**Task item:** Collect every line below that contains the word "face".

**Data supplied:**
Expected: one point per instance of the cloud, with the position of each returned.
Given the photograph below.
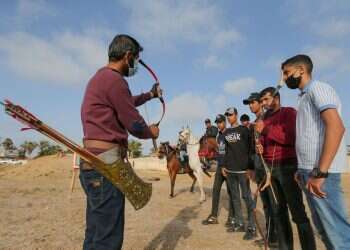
(333, 28)
(32, 9)
(327, 57)
(187, 107)
(239, 86)
(211, 61)
(64, 58)
(170, 25)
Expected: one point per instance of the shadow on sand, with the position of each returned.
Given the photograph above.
(176, 229)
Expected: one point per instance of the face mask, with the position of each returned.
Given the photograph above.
(132, 70)
(293, 82)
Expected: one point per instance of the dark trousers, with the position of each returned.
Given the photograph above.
(265, 199)
(104, 212)
(289, 196)
(218, 181)
(239, 182)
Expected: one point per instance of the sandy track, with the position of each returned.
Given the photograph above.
(38, 212)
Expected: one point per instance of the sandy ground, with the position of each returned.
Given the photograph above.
(37, 211)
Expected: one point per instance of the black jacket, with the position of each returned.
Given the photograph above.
(220, 139)
(238, 148)
(211, 131)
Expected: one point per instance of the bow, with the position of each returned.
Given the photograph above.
(161, 99)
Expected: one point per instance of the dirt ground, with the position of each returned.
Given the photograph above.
(37, 211)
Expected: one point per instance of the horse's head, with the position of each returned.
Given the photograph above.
(184, 135)
(163, 150)
(207, 148)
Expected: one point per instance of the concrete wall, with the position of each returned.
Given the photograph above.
(149, 163)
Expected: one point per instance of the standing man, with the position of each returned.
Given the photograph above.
(245, 120)
(321, 151)
(236, 161)
(277, 137)
(219, 178)
(211, 131)
(258, 174)
(108, 113)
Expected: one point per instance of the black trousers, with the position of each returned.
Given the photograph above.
(105, 208)
(239, 183)
(289, 196)
(218, 181)
(265, 199)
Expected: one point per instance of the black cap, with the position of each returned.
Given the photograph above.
(231, 111)
(253, 97)
(220, 118)
(244, 118)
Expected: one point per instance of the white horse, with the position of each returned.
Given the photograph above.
(186, 136)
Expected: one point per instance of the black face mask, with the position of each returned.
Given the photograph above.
(293, 82)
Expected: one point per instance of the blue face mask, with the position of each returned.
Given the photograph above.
(132, 70)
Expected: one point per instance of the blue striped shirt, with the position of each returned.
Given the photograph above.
(310, 129)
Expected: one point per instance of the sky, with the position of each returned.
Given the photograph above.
(208, 55)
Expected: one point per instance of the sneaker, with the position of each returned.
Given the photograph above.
(236, 227)
(230, 221)
(210, 220)
(250, 234)
(273, 244)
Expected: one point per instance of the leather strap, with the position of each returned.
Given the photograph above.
(105, 146)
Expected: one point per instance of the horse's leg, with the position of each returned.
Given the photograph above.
(190, 173)
(198, 173)
(172, 182)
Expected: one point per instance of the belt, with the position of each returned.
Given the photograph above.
(100, 144)
(118, 151)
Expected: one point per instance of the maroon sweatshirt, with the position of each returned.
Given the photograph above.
(109, 110)
(278, 137)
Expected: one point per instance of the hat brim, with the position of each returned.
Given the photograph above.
(246, 101)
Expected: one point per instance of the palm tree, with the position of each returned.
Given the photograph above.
(8, 144)
(28, 146)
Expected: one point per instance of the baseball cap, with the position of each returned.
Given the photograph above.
(244, 117)
(253, 97)
(231, 111)
(220, 118)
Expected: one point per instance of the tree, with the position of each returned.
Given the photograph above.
(28, 146)
(8, 144)
(47, 149)
(135, 149)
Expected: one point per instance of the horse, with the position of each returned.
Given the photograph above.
(174, 165)
(186, 136)
(208, 150)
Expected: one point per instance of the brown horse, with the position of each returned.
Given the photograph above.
(174, 165)
(208, 150)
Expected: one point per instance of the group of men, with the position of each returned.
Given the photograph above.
(290, 151)
(303, 150)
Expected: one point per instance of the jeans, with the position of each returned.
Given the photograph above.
(329, 214)
(289, 196)
(183, 154)
(237, 181)
(105, 208)
(266, 199)
(218, 181)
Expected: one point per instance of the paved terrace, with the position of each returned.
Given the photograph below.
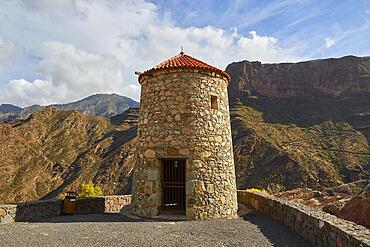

**Your response:**
Expected: one point per instance of the face mask, with the position of each returned.
Expected: one point per instance of the black face mask, with the position of each returned.
Expected: one point per instance of the blue face mask, with the position of each returned.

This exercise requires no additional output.